»»
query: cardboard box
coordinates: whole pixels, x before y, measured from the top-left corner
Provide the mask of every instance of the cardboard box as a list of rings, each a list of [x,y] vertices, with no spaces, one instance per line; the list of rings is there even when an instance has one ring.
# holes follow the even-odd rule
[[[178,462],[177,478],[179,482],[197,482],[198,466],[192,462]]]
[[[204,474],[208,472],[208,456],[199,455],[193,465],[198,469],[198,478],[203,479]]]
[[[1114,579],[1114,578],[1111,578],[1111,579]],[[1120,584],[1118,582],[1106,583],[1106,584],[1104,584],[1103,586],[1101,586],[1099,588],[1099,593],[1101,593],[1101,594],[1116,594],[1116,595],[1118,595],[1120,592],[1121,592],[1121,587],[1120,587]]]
««
What this task involves: Nothing in the entries may be left out; each line is to be output exactly.

Response area:
query: cardboard box
coordinates: whole pixels, x before y, measured from the top-left corner
Provide the mask of every instance of the cardboard box as a list of rings, each a list of [x,y] vertices, with no spaces, one instance per line; the list of rings is there even when an instance has one ring.
# holes follow the even-odd rule
[[[178,462],[177,478],[179,482],[197,482],[198,466],[192,462]]]
[[[204,474],[208,472],[208,456],[199,455],[193,465],[198,469],[198,478],[203,479]]]
[[[1114,579],[1114,578],[1111,578],[1111,579]],[[1120,584],[1118,582],[1106,583],[1106,584],[1104,584],[1103,586],[1101,586],[1099,588],[1099,593],[1101,593],[1101,594],[1116,594],[1116,595],[1118,595],[1120,592],[1121,592],[1121,587],[1120,587]]]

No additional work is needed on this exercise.